Brief:
Repeat the lines below exactly as they appear, but leave out the images.

Information supplied:

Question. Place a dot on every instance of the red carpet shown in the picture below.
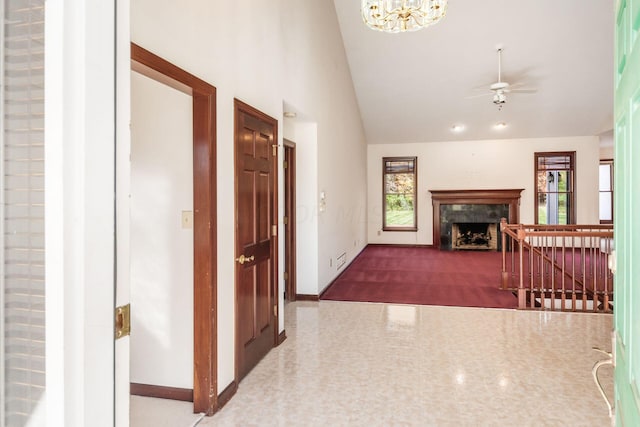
(415, 275)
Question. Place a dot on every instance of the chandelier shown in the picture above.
(395, 16)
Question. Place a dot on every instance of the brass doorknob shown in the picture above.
(242, 259)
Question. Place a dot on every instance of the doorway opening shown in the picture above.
(289, 166)
(204, 393)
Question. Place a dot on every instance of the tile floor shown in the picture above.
(363, 364)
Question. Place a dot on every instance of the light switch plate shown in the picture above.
(187, 219)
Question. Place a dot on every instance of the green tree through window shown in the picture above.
(399, 193)
(555, 187)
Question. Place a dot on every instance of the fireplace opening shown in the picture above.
(475, 236)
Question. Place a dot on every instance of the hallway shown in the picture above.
(380, 364)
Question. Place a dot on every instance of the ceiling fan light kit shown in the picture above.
(397, 16)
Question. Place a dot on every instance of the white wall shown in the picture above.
(318, 84)
(161, 249)
(305, 136)
(264, 53)
(471, 165)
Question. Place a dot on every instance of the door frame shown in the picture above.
(289, 167)
(240, 106)
(205, 363)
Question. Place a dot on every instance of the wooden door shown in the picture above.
(256, 235)
(627, 213)
(289, 166)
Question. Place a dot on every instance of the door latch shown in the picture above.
(123, 321)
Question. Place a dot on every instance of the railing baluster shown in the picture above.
(563, 260)
(562, 273)
(573, 274)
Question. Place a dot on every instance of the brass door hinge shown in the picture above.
(123, 321)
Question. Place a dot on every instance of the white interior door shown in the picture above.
(123, 190)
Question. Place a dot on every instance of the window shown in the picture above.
(555, 188)
(399, 193)
(606, 191)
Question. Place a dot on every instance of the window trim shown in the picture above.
(572, 193)
(611, 163)
(386, 227)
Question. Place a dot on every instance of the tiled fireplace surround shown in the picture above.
(471, 206)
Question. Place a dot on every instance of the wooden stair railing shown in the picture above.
(558, 267)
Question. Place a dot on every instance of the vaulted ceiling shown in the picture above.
(414, 87)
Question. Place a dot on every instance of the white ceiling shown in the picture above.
(413, 87)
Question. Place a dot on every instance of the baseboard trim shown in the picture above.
(281, 337)
(307, 297)
(227, 394)
(400, 245)
(344, 268)
(162, 392)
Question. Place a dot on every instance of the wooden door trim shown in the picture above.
(243, 107)
(290, 228)
(205, 384)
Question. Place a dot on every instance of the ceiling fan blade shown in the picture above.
(480, 95)
(523, 91)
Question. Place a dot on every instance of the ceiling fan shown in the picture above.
(499, 89)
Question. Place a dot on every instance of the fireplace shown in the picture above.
(474, 236)
(484, 208)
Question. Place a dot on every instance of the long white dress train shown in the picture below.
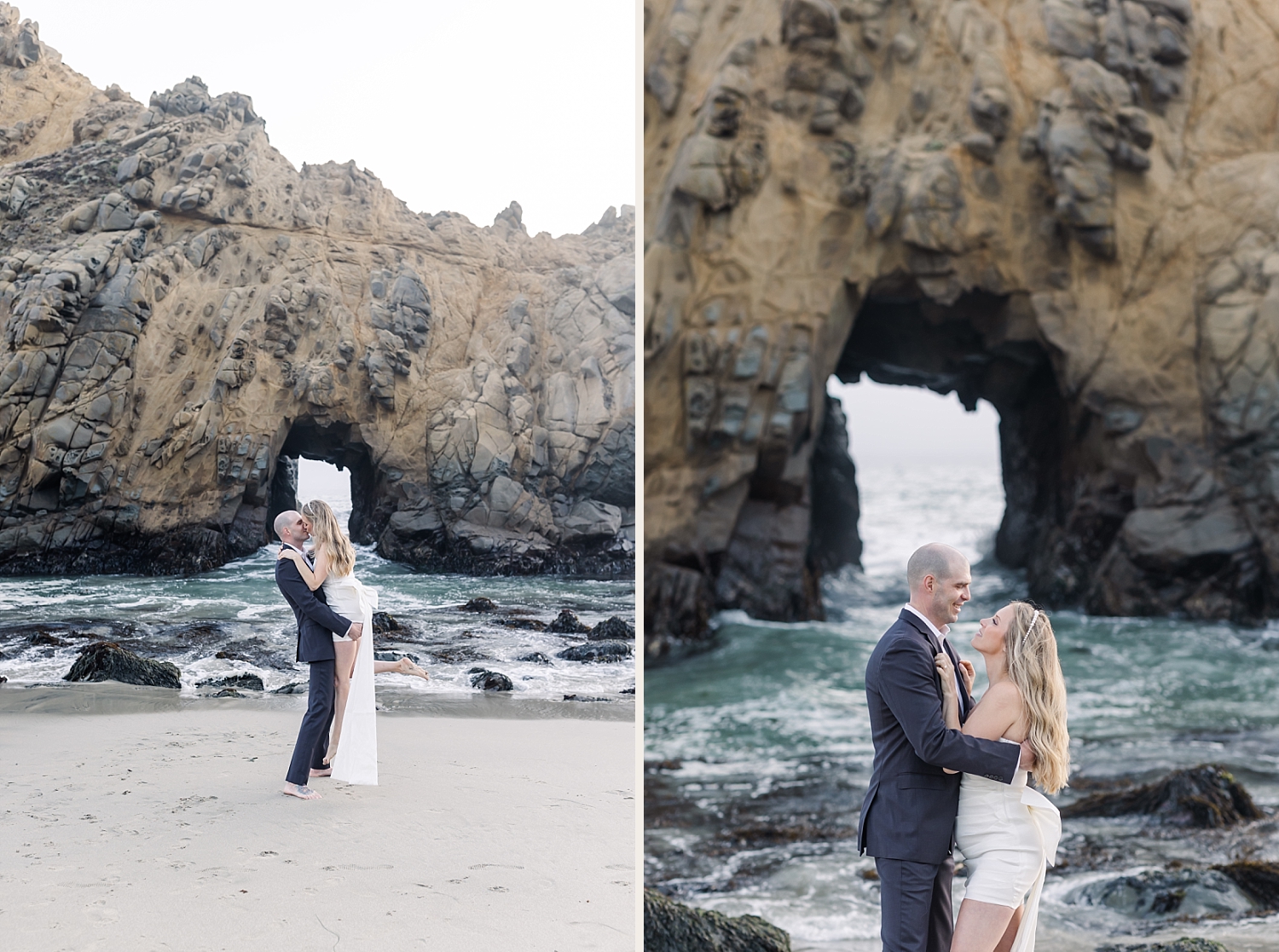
(1008, 834)
(356, 760)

Answer for this exercise:
Question. Place a dot on every instance of the red carpet shown in the picture below.
(415, 275)
Question. Place a dot on every instance of the chandelier shown in the picture above.
(395, 16)
Question. Place a dot on every instance of the brass doorknob shown in the picture above.
(242, 259)
Question. Place a dot on every instance of the doorway opening shown in the picture above.
(289, 166)
(204, 393)
Question. Place a dot on every instance of the tile floor shown in the picture above.
(363, 364)
Question. Place a dot on every instance of the light switch plate shown in the picture above.
(187, 219)
Question. Place a dot on every instance of the green tree through window shown in the picture above.
(399, 193)
(555, 187)
Question. Place a dot on every instance of the fireplace opening shown in the picture above.
(475, 236)
Question. Place a dot on every instance of the hallway shown in the picture above.
(380, 364)
Question. Place a dot on every instance of the ceiling fan light kit shown in the picture above.
(397, 16)
Question. Place a dot on every instance of the white wall shown in the picture above.
(318, 84)
(161, 249)
(305, 136)
(264, 53)
(471, 165)
Question. Place a dot on every instance of the door frame shown in the picture above.
(289, 167)
(240, 106)
(205, 363)
Question. Place a dot on every instance of the wooden door shown in the picture above.
(256, 235)
(627, 213)
(289, 166)
Question. Place a dot on every instance of the door latch shown in the picture above.
(123, 321)
Question. Place a dot on every instance of the railing baluster shown in the picture above.
(563, 260)
(562, 273)
(573, 274)
Question. Place a dot on every instance of the brass door hinge shown in the picture above.
(123, 321)
Question. Place a dot on every instance of the white interior door shown in the picture above.
(123, 190)
Question. Place a dot on every instance of the window shown in the picture above.
(555, 188)
(399, 193)
(606, 191)
Question. Place a dot on every instance of the window trim shown in the picture above.
(572, 193)
(611, 163)
(386, 227)
Question. Place a dot on every instance of the tiled fireplace surround shown in the picture above.
(471, 206)
Question. Place a dot on every instance of the wooden stair railing shown in the picture above.
(558, 267)
Question. Place a dot on every instance of the vaulted ceiling shown in the picture above.
(414, 87)
Question. Place a dot on every instance of the white ceiling shown in the picture above.
(413, 87)
Question. Place a dot on every instance of the baseboard trim shown in the picture above.
(281, 337)
(307, 297)
(227, 394)
(400, 245)
(344, 268)
(162, 392)
Question. Place a dot on every instance of the wooden door trim shown in the picture above.
(243, 107)
(290, 228)
(205, 384)
Question. Place a dot on every instance of the ceiling fan blade shown in the picture above.
(480, 95)
(523, 91)
Question. Place a dot on every instance of the ceiling fan shown in the picture above.
(499, 89)
Question. Place a dot on every instance of the fireplace shown in the picture above.
(474, 236)
(484, 208)
Question. Place a dot on every instance of the long white dress train shown in the picture below.
(1008, 834)
(356, 760)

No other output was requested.